◆ PROBLEM STATEMENT ◆
Rescale the lines from the line with "Could you please drop a point on the palm" up to and including the line with "<point>191,231</point>". Reproduce only those lines in full, multiplying each point coordinate in the answers by 0.45 and rounding to whole numbers, with halves rounded up.
>> Start
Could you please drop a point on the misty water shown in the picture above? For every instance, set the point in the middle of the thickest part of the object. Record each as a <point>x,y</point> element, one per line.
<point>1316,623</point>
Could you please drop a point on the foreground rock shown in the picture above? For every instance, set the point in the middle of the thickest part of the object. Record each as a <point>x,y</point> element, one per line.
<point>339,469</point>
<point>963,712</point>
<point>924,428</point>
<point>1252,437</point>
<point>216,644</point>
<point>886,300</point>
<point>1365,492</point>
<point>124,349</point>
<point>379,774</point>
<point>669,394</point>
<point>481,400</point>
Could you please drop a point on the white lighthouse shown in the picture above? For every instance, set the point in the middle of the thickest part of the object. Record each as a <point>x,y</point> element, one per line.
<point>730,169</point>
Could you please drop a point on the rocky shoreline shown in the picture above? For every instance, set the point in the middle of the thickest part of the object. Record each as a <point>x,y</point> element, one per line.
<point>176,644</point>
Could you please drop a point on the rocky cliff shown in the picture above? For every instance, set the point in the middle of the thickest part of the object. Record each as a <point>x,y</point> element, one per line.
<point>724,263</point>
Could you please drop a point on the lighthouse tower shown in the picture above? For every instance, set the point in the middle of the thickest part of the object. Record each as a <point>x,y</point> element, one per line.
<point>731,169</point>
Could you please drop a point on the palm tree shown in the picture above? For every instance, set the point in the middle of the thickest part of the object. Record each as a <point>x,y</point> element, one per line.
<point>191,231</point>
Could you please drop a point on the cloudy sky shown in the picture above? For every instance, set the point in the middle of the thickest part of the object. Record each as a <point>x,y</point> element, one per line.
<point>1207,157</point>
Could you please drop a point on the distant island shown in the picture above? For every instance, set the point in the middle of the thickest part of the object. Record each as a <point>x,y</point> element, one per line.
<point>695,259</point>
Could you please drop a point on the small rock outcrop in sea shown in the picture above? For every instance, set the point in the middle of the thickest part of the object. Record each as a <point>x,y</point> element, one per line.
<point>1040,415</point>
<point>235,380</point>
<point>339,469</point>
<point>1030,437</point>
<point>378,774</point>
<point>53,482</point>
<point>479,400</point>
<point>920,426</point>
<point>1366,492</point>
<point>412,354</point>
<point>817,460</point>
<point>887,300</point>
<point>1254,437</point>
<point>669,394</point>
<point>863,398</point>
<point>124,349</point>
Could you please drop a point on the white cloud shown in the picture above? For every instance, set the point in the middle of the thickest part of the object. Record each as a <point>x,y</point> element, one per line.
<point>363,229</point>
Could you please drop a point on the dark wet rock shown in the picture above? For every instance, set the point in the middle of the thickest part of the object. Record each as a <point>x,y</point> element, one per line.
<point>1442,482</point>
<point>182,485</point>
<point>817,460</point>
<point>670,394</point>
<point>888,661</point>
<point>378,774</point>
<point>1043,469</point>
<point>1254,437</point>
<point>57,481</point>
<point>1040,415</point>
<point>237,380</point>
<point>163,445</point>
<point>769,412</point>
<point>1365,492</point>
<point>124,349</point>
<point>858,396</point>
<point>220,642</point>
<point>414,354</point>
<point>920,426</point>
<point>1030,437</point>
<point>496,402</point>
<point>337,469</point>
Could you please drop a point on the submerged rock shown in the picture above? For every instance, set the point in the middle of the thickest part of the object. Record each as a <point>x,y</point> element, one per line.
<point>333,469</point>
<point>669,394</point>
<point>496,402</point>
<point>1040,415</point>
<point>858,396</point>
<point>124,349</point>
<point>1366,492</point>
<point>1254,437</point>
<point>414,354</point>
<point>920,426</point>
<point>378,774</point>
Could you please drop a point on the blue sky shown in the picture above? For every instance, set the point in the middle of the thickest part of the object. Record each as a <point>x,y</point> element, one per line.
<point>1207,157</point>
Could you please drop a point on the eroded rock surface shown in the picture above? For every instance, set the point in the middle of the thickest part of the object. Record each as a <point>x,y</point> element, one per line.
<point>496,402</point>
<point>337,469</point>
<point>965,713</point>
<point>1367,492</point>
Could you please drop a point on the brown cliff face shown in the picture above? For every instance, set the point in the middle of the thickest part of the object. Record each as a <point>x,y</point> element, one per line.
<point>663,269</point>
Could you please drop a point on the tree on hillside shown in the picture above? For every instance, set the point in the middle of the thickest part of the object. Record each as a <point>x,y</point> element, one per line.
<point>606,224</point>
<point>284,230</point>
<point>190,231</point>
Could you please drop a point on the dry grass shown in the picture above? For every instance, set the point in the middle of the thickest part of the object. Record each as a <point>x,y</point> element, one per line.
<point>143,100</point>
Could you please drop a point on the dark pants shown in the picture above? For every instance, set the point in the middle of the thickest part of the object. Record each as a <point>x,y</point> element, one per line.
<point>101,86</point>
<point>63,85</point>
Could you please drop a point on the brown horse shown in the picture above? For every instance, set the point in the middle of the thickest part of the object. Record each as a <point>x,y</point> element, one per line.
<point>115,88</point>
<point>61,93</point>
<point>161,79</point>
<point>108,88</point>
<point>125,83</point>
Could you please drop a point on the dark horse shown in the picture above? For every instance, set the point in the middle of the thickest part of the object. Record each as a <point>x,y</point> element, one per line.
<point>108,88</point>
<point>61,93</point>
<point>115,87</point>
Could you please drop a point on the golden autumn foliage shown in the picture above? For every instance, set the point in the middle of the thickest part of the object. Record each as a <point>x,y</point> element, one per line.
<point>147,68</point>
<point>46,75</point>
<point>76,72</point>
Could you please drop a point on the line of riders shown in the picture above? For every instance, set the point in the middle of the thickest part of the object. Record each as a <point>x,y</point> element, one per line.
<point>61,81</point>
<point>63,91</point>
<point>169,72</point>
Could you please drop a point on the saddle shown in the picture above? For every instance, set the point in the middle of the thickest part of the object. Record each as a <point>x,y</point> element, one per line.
>> End
◆ RESPONSE BELOW ◆
Could you please drop a point on the palm tree shown in the picture above? For every instance, set the point in the middle of the thickest part of the object. Record each as a <point>x,y</point> element, one per line.
<point>86,104</point>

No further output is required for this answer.